:: Supplied text
An artist’s rendering shows a new Compass Health facility on Broadway that will house a 16-bed mental health evaluation and treatment center and a 14-bed triage center, along with offices for crisis prevention, outreach and engagement teams. (Compass Health)

An artist’s rendering shows a new Compass Health facility on Broadway that will house a 16-bed mental health evaluation and treatment center and a 14-bed triage center, along with offices for crisis prevention, outreach and engagement teams. (Compass Health)

Commentary: Help Compass Health add to mental health services

The behavioral health provider is seeking $4 million from the community for a new 32-bed facility.

By Tom Sebastian and Roxi Cronin / For The Herald

An estimated 1 in 4 Americans live with a behavioral health disorder. Locally, we see the visible impacts of mental health needs every day, and over the past several years, mental health needs have skyrocketed across our community, region and nation.

Conditions such as depression, anxiety and bipolar disorder often require intensive treatment and are exacerbated by other pressing issues such as housing insecurity. In fact, chronic, long-term homelessness now accounts for more than 50 percent of all people experiencing homelessness in Snohomish County.

We have a key opportunity as a community to invest in systems and infrastructure that will enable us to address these needs, helping individuals achieve recovery and preventing the mental health crises that weigh on our families, workplaces, emergency responders and medical systems.

Standing at this inflection point, it’s time to build solutions that empower a healthier, more sustainable, proactive and sophisticated future for our community.

With your help, Compass Health is turning that future into a reality.

Our organization recently launched It’s Time: The Campaign for Compass Health, a $14 million capital campaign to help fund the second phase of the Broadway Campus Redevelopment: a state-of-the-art facility designed to address some of the most pressing and complex mental health needs across our region.

The campaign has already raised more than $10 million thanks to lead funders including the Sunderland Foundation, the M.J. Murdock Charitable Trust, The Norcliffe Foundation, Premera Blue Cross, and the Martyn Family Foundation. My family’s charitable giving organization, the Cronin Family Foundation, proudly invested early to help bring this project to life, alongside other companies, individuals and families who recognized the opportunity to make an impact. State leaders have also contributed more than $20 million toward the total $65.7 million cost of this transformational project.

Now, we and our colleagues across the Compass Health community are encouraging residents of Snohomish County and beyond to join us in building the future of behavioral health care by helping to raise the remaining $4 million in capital campaign funding.
::::
:: Information
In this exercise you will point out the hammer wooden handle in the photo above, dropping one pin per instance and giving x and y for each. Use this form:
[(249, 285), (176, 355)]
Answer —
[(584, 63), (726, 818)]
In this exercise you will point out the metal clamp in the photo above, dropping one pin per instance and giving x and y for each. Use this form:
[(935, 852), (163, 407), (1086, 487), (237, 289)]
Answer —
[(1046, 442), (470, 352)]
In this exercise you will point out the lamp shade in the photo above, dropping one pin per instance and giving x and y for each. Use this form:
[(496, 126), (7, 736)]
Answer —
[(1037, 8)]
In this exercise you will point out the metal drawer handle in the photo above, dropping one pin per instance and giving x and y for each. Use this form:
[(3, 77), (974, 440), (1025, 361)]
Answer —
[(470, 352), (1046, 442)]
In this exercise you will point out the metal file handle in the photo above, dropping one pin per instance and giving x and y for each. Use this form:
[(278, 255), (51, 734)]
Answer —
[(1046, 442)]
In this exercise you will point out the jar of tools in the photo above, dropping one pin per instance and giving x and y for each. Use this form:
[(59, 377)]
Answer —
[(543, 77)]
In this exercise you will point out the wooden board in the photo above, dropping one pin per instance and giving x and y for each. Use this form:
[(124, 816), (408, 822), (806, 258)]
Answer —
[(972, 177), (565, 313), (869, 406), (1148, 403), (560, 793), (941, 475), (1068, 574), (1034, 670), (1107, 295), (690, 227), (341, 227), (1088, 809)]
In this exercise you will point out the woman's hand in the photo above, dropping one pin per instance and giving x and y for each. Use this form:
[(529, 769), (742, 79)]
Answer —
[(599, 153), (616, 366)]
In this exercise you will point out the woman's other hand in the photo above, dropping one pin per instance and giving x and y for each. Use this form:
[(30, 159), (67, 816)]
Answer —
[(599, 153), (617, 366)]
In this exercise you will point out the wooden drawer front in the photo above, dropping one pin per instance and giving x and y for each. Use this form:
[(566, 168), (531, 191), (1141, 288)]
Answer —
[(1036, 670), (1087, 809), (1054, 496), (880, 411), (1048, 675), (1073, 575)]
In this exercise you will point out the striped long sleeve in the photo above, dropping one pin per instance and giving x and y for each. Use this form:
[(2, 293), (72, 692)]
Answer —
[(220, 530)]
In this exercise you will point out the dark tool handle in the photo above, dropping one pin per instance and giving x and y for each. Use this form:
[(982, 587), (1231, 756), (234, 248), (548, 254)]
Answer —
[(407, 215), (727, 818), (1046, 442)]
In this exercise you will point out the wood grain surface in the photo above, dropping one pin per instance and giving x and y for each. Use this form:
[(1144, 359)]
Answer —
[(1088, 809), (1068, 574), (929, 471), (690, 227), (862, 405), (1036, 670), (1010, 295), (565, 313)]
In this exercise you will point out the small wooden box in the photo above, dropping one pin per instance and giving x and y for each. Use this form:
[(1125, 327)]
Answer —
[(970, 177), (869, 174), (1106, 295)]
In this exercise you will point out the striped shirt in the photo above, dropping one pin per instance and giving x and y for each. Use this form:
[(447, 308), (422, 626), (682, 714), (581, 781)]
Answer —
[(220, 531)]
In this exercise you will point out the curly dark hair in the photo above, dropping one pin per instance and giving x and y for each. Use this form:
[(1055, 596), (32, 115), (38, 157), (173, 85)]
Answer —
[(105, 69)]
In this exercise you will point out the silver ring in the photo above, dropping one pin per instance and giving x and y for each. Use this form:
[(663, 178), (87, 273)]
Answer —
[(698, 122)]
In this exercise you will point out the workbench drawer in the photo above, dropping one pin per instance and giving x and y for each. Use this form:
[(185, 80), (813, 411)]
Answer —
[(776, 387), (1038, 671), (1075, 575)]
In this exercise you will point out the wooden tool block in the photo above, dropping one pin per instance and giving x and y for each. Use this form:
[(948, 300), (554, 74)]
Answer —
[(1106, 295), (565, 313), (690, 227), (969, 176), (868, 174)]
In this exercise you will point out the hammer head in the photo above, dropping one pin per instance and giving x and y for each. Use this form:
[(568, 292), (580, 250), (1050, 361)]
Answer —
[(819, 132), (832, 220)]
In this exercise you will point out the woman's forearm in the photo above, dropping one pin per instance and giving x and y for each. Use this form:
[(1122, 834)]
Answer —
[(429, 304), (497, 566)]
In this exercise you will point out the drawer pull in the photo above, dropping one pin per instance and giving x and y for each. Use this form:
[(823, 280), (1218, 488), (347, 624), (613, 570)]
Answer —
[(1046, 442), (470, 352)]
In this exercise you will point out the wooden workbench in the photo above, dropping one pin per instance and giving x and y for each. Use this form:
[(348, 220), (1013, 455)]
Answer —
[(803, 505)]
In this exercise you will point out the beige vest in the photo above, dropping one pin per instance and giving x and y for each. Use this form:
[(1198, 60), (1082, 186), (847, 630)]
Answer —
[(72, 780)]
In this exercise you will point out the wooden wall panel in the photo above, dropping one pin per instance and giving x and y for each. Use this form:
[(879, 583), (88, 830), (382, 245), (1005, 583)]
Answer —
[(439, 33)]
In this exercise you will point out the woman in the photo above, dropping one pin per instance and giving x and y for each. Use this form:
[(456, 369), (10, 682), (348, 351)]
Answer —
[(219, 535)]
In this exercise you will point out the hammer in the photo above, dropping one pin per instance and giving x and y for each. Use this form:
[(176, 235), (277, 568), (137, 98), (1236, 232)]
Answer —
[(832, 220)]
::::
> **Problem to solve**: Can you resume the commentary on the Compass Health campaign, picking up right after its final sentence? These stored rows have no connection to the Compass Health commentary.

> **Task result**:
The purpose-built facility will serve low-income individuals with intensive mental health needs. Through inpatient, intensive outpatient and crisis services, Compass Health will be better equipped to serve clients who benefit from frequent touchpoints with mental health professionals to support their recovery, housing and engagement in the community; and avoid stays in the hospital and even jail.

To provide a sense of the high-frequency care involved, we anticipate serving 1,500 individuals through more than 30,000 points of care each year at the new facility; including therapy, medication and case management, and other evidence-based outreach.

One of the facility’s most highly anticipated features is a new crisis triage center, which will help alleviate demand for 911 emergency response while also enabling law enforcement to transport individuals in crisis directly to the building for immediate, stabilizing care.

By investing in this project, residents can play a critical role in bringing a much-needed mental health resource to our region; and also help make the Broadway corridor a more vibrant gateway to our city.

Between transportation renovations and updated housing services like HopeWorks Station and Compass Health’s Andy’s Place, community members have patiently watched Broadway transform throughout the past two decades. This ongoing revitalization is creating a passageway that’s inviting to work, live, and navigate to and from.

In this second phase of the campus redevelopment, Compass Health’s new Broadway facility will replace the Bailey Building, a 70-plus-year-old structure that capably served as a home for seniors before it was repurposed to house mental health services. We plan to honor the legacy of the building while we celebrate the ability to utilize a scarce resource — space in an urban corridor — to address the challenges of today and tomorrow.

Just as the new facility will be a modern and attractive addition to Broadway, it will also serve as a magnet for talented health care professionals at a time when workforce shortages continue to exceed crisis levels. With the ability to attract a world-class team of professionals, the facility will help ease the region’s growing demand for care.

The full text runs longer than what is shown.